--- KUTIPAN ---
• • • • • • •

Pesan di Balik Kemegahan Tari Klasik Surakarta
13 July 2022 |
21:30 WIB
Kota Solo menawarkan beragam daya tarik yang seakan tak akan ada habisnya. Selain kuliner, kota ini begitu dikenal sebagai tempat lahirnya seniman tari klasik. Tidak mengherankan bila kota ini kerap kali seniman Solo diunang untuk mementaskan tari klasik yang sarat dengan simbol dan kesakralan.
Salah satu yang dapat dilihat adalah pementasan Tari Bedoyo Kirono Ratih yang dibawakan oleh para penari keraton Surakarta di La Piazza Summarecon Kelapa Gading pada Juli 2015 silam. Tari bedoyo hasil karya GKR. Wandansari pada 1980-an ini ditarikan oleh tujuh penari.
Seperti lazimnya tari bedoyo, Kirono Ratih ditarikan dengan gerakan yang lembut sesuai dengan iringan gamelan. Tarian klasik yang mengisahkan tentang para putri keraton yang sedang berlatih memanah di bawah sinar rembulan, dapat dikatakan mewakili emansipasi wanita.

• • • • • • •

--- DATA YANG DIBERIKAN ---
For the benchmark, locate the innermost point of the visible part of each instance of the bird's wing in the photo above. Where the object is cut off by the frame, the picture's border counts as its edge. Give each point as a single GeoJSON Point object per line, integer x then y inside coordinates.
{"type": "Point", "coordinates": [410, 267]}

• • • • • • •

--- TUGAS LATIHAN ---
1: Tolong tuliskan kembali bagian kutipan mulai dari "Pesan di Balik" sampai dengan "simbol dan kesakralan.".
2: Menurut kutipan, berapa penari yang membawakan Tari Bedoyo Kirono Ratih?
Data di atas tidak diperlukan.

--- JAWABAN SOAL ---
1:
Pesan di Balik Kemegahan Tari Klasik Surakarta
13 July 2022 |
21:30 WIB
Kota Solo menawarkan beragam daya tarik yang seakan tak akan ada habisnya. Selain kuliner, kota ini begitu dikenal sebagai tempat lahirnya seniman tari klasik. Tidak mengherankan bila kota ini kerap kali seniman Solo diunang untuk mementaskan tari klasik yang sarat dengan simbol dan kesakralan.

2: Tujuh penari.